When CRE Sellers Are No Longer King
These "market" provisions may swing toward buyers, according to Stephen Toohill of Solomon Ward Seidenwurm & Smith LLP.
For an extended period of time, CRE transactions have occurred in a very seller-oriented market. With vastly available capital looking to invest in CRE and relatively limited opportunities to deploy the capital, a few very seller-oriented purchase and sale agreement provisions have turned into “market” provisions, where sophisticated parties generally understand the parameters of what can be negotiated from a buyer’s perspective.
At some point when the market leverage changes, and we enter into a more buyer-oriented market, sellers should be prepared for buyers to push back on some of these current market provisions. These are some of the first provisions that buyers will most likely attempt to push back on and negotiate.
The As-Is Clause
Typically, a PSA incorporates an as-is clause, which indicates, in very specific terms, that with the exception of any representations and warranties of the seller set forth in the PSA, the buyer will undertake all necessary due diligence to investigate all aspects of the property and will be purchasing the property in an as-is condition. While generally there is not a great deal of buyer pushback on this provision, from a seller’s standpoint, buyers may seek to dilute this with additional representations and warranties from the seller or an extended due diligence period. While it is important to make sure that the buyer has sufficient time (at least 30 days is standard) to perform all necessary buyer investigations relating to the property, including, for example, obtaining a property survey and, at a minimum, a Phase I Environmental Report. However, an extended due diligence period is effectively a buyer’s option to renegotiate the purchase price if CRE property values decrease during the extended period.
Limited Seller Representations and Warranties
A seller, in the current market, is also able to provide relatively limited seller representations and warranties. As buyers seek to dilute the as-is clause with additional seller representations and warranties, sellers can mitigate the risk of such use of representations and warranties by limiting them to the knowledge of the seller, with a caveat that there is no seller independent investigation. The seller’s knowledge qualifier can be further limited to the person in the seller’s organization with the most knowledge of the property and/or the property manager.
Limited Time Period on Survival of Seller Reps
In addition to limiting additional sellers’ representations and warranties required by buyers in a buyer-oriented market with knowledge qualifiers, sellers can also limit the buyer’s claim period for alleged damages attributable to a breached representation or warranty. Generally, the statute of limitations in each state will govern the time period for an action under a contract and, therefore, the time period for buyer recourse for any inaccurate seller representations and warranties. The applicable California statute of limitations is four years. In this seller-oriented market, most sellers take the position that the survival period of representations and warranties will be somewhere between six and 12 months. In a more buyer-oriented market, the buyer will typically seek a survival period of 12 months or longer, and may seek additional protections relating to claims made against the seller on these post-closing representations and warranties, such as a purchase price holdback or a guaranty of payment from a seller parent or a related seller entity.
Limitation on Seller Liability
Even in a buyer’s market, sellers can also typically negotiate and require a cap on the seller liability for buyers’ post-closing claims of a breached representation or warranty. The cap number varies significantly based upon the purchase price and a number of other issues but in this seller-oriented market is usually in the range of 2 percent to 4 percent of the purchase price.

Data for review:
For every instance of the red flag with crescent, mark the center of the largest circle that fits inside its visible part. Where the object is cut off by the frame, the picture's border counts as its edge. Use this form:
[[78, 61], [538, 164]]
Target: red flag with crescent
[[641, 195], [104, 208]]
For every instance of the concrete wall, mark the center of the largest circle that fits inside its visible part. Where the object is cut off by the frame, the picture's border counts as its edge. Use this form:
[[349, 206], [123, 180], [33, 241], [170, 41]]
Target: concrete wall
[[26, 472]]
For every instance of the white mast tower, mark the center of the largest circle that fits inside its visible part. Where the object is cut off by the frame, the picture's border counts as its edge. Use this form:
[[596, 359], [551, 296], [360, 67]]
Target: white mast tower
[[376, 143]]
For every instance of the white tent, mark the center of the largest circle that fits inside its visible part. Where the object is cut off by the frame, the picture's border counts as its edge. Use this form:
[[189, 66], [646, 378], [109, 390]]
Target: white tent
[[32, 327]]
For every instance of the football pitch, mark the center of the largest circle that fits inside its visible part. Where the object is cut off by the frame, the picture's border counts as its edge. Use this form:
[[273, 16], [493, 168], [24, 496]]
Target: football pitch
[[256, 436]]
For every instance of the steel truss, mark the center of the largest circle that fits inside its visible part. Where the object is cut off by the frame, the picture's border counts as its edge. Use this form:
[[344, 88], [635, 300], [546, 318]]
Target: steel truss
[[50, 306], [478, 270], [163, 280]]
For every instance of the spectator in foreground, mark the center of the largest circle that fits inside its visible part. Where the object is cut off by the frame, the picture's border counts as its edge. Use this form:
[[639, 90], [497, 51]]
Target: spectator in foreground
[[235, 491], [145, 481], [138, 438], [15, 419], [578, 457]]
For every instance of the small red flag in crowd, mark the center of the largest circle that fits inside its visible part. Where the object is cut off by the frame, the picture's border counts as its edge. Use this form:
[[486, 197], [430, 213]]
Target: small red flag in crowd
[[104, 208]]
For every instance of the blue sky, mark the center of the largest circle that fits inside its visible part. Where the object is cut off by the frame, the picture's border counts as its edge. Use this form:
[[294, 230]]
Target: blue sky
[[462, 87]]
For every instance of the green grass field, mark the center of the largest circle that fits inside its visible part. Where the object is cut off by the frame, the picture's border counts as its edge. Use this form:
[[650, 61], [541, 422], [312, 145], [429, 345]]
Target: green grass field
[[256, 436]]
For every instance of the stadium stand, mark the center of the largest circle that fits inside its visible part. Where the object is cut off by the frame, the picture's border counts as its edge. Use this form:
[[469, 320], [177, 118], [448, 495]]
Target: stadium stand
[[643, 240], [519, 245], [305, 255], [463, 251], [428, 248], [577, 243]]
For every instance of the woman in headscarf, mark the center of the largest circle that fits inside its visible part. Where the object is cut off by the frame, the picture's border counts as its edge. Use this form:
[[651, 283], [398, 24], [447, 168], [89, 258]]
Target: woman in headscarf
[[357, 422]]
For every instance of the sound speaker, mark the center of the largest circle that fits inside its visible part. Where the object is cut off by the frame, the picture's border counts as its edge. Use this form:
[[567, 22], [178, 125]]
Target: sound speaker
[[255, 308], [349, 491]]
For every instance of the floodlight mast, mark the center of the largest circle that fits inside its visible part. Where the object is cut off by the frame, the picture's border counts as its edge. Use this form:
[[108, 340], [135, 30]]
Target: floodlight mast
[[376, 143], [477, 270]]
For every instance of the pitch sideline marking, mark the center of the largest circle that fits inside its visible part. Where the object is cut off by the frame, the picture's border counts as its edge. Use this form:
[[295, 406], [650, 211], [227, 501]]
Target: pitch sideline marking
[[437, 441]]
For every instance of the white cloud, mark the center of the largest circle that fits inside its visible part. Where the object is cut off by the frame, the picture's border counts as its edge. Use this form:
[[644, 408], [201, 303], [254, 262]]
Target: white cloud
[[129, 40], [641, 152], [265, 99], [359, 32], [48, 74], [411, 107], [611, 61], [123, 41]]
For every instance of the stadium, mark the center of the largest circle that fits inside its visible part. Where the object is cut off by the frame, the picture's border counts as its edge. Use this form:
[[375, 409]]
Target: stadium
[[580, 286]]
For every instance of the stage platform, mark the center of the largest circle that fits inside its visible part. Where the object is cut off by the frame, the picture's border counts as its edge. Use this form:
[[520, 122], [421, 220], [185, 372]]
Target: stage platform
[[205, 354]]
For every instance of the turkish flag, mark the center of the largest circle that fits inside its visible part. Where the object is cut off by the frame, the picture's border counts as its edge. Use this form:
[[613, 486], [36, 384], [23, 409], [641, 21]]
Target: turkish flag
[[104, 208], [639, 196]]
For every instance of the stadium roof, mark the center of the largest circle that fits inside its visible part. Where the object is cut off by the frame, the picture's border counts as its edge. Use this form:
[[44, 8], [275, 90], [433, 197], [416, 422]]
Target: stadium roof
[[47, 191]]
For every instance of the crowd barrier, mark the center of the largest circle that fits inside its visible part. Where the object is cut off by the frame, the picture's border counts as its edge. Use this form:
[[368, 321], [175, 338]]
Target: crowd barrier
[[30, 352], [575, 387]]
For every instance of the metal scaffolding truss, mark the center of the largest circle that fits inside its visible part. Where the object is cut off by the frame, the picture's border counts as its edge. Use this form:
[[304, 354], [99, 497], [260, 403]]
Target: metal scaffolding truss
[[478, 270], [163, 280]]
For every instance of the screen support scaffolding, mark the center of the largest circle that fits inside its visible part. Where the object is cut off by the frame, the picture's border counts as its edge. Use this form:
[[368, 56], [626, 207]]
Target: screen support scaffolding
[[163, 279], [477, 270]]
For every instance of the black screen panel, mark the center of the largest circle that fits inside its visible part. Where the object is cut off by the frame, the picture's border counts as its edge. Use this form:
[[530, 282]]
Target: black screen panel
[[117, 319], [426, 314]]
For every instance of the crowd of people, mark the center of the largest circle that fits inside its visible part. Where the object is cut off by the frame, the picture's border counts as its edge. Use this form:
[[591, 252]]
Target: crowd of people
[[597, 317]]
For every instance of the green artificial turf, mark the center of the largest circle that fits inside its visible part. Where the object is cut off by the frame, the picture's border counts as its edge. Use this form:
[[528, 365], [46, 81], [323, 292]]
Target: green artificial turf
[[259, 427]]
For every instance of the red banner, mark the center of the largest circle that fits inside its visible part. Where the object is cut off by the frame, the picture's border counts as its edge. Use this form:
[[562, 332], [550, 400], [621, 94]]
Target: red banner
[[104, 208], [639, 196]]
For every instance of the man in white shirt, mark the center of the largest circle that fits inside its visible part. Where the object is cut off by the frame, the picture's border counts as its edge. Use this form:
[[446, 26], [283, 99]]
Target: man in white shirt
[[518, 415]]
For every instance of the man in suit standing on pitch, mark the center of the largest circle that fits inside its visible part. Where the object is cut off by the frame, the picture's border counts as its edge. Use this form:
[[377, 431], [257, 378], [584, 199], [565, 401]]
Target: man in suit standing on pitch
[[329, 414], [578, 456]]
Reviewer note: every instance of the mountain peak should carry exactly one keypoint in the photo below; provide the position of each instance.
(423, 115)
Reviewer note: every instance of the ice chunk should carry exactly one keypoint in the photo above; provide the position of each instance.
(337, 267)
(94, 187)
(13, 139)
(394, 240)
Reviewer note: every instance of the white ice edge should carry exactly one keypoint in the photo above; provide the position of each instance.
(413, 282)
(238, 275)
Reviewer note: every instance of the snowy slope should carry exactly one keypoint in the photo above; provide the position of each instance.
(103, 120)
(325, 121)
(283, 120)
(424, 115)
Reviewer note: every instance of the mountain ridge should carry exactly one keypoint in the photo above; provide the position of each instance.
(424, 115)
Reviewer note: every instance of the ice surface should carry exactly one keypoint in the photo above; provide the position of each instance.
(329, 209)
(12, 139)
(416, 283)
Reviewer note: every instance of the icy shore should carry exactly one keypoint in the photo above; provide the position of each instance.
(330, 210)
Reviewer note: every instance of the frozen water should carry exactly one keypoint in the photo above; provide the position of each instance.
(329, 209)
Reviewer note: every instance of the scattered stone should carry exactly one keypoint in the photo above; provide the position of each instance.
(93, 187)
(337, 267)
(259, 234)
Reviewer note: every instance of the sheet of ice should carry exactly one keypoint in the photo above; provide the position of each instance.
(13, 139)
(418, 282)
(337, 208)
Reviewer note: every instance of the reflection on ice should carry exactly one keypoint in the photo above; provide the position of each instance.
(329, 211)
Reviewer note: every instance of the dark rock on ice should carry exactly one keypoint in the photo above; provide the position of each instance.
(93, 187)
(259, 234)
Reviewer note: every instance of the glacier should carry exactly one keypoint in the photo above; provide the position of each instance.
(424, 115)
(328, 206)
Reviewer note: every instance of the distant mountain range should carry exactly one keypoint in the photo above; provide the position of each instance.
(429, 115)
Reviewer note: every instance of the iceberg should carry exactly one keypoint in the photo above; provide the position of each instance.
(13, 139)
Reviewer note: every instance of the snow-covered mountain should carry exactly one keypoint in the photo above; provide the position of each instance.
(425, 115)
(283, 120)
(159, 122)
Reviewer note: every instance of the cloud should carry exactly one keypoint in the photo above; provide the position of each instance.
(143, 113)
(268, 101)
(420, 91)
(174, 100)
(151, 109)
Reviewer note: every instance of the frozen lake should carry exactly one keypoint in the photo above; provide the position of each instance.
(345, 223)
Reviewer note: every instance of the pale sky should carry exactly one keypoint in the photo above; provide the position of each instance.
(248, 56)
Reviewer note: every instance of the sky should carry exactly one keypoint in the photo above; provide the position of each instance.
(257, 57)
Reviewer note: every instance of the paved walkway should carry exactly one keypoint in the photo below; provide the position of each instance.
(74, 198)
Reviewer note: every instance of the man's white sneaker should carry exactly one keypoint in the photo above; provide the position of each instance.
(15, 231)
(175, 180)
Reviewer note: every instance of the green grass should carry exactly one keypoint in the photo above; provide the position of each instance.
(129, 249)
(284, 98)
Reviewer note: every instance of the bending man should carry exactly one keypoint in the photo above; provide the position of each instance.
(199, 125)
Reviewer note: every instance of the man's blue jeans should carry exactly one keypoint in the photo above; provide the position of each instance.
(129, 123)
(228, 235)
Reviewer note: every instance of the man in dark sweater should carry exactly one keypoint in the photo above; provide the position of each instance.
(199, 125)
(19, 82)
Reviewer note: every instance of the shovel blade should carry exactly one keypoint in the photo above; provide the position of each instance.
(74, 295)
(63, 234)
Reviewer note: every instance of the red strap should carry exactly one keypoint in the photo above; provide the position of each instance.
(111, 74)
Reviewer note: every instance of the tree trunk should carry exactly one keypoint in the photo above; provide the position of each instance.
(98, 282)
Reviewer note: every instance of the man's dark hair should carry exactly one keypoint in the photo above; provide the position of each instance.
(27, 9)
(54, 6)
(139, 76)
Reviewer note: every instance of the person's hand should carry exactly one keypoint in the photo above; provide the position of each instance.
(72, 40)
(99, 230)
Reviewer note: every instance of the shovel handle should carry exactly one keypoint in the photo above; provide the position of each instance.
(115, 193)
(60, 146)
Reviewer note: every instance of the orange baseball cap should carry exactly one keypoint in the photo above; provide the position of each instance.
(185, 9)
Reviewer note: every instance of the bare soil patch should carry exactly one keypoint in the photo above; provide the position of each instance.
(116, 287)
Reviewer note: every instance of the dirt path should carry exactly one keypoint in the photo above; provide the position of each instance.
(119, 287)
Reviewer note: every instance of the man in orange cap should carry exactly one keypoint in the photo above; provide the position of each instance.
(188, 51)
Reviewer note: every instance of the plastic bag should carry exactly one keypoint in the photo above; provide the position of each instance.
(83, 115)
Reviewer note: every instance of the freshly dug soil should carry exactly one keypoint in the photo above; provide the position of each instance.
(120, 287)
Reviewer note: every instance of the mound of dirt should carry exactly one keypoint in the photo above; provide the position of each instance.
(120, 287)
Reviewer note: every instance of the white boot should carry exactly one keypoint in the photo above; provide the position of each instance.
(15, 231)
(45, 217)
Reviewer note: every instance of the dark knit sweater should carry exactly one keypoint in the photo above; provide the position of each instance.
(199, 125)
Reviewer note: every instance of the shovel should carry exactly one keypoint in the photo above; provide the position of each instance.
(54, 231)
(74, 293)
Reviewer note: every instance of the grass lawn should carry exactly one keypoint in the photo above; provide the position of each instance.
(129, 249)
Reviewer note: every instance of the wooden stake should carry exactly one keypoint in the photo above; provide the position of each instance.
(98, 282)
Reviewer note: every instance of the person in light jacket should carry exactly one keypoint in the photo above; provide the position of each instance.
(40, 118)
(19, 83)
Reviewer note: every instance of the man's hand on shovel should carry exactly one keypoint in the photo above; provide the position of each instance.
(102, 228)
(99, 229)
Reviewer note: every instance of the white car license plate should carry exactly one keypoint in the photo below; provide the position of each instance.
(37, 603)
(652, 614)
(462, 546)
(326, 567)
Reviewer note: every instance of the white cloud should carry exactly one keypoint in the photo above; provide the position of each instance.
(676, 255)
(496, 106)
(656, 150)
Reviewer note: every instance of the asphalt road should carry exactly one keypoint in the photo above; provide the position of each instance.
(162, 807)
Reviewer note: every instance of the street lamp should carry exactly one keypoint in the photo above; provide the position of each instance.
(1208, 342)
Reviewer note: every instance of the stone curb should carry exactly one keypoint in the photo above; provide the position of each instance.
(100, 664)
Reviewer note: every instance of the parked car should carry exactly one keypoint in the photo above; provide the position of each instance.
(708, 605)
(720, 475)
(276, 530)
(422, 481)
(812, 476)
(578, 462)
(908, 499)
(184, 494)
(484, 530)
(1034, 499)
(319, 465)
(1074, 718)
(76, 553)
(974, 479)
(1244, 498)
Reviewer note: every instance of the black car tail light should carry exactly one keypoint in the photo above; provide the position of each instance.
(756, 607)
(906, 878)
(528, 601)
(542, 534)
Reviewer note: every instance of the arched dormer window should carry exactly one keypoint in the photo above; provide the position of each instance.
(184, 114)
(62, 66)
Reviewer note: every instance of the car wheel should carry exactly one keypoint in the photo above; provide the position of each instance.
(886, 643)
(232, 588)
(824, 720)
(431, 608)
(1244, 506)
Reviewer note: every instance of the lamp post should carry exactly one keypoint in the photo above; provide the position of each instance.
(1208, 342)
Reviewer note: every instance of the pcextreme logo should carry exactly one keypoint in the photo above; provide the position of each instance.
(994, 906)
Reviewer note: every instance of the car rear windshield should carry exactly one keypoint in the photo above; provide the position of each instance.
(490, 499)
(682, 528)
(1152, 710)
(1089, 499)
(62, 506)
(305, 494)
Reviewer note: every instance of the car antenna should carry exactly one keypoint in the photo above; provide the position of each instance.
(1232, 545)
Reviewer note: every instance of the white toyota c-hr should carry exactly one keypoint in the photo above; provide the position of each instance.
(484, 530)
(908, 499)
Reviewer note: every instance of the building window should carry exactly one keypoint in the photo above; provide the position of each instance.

Problem statement: Output the commercial real estate article's text exactly between "When CRE Sellers" and "Seidenwurm & Smith LLP.", inclusive. The listing was drawn from a separate source.

Worked solution:
When CRE Sellers Are No Longer King
These "market" provisions may swing toward buyers, according to Stephen Toohill of Solomon Ward Seidenwurm & Smith LLP.